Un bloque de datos
⁂

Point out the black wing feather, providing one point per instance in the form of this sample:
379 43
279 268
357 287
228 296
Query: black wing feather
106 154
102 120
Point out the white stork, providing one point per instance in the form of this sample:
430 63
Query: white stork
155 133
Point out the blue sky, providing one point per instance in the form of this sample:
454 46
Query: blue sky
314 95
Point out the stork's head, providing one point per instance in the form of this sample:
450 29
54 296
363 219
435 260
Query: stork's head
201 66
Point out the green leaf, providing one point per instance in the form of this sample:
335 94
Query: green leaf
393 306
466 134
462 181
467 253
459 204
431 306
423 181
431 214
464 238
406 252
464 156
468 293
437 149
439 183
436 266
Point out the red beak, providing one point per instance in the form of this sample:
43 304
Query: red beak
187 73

⁂

**Qué debes hacer**
Reproduce, por favor, todas las líneas del material anterior sin cambiar nada.

**Respuesta del ejercicio**
Point out the black wing feather, providing one point per instance in the form of this sample:
379 43
279 268
357 287
228 296
Query: black wing feather
106 154
102 120
Point out the white stork, providing one point per instance in the form of this sample:
430 63
Query: white stork
155 133
Point out the blue sky, providing one point per instance in the form of this sample:
454 46
Query: blue sky
314 95
Point out the stork's head, providing one point per instance in the form of this sample:
450 29
54 296
363 219
435 260
Query: stork's head
201 66
Point out the green leaf, providing one point per instance in the form of this sample:
335 94
Query: green leaf
393 306
466 134
462 181
467 253
459 204
431 306
423 181
431 214
464 238
406 252
464 156
468 293
437 149
439 183
436 266
Point out the red beak, providing one point per instance in the form of this sample:
43 304
Query: red beak
187 73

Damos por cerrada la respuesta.